__READING PASSAGE__.

SunBrook Partners plans to build restaurants, a fitness center, shops and other retail, including a grocery store, and 2,250 homes (a mix of apartments, town houses and single-family houses) in an undeveloped area off I-270 in Gaithersburg, roughly bordered by Sam Eig Highway, Omega Drive and Fields Road. Plans call for land to be set aside for a public high school to be built in the future, and for a historic farmhouse and log cabin to be restored and preserved. Construction has begun, and the first homes are expected to start selling in June, with the grocery store slated to open in 2013 and other retail outlets following in 2014. The entire project could take 10 years to complete.

Other Hot Spots

Wheaton

A county sector plan approved in late 2011 aims to encourage new mixed-use redevelopment projects around Wheaton’s central business district over the next two decades, especially in the area bordered by Georgia Avenue, University Boulevard and Veirs Mill Road, around the Wheaton Metro station.

Twinbrook (Rockville)

__DATA TO EXAMINE__.

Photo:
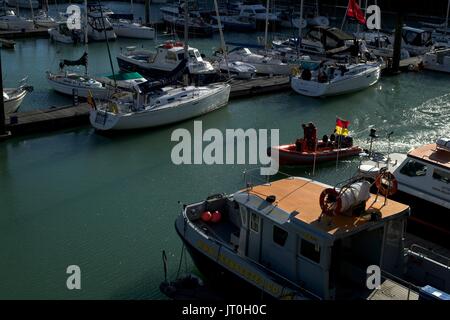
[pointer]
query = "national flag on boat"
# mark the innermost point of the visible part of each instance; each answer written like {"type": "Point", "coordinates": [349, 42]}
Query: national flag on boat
{"type": "Point", "coordinates": [342, 127]}
{"type": "Point", "coordinates": [91, 101]}
{"type": "Point", "coordinates": [354, 11]}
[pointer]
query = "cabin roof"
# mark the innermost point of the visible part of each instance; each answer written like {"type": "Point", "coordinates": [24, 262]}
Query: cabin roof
{"type": "Point", "coordinates": [430, 153]}
{"type": "Point", "coordinates": [299, 198]}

__WORK TO BE COMPLETED__. Continue the article on development projects around Gaithersburg, Wheaton and Rockville, starting right after its final line. The listing has no connection to the text about development projects in Montgomery County.

__ANSWER AREA__.
Planners envision a mixed-use biotech community for the area along Twinbrook Parkway, just north of the Beltway and east of Rockville Pike, within walking distance of the Twinbrook Metro. It’s currently home to U.S. Pharmacopeia, Food and Drug Administration offices and National Institutes of Health satellite labs. Upcoming developments include the revitalization of the 18-story Parklawn Building, which will house the U.S. Department of Health and Human Services, and Twinbrook Station, a massive mixed-use project, the first phase of which was completed in 2010. n

Amy Reinink’s work has appeared in The Washington Post, Entrepreneur and Women’s Running. She lives in Silver Spring.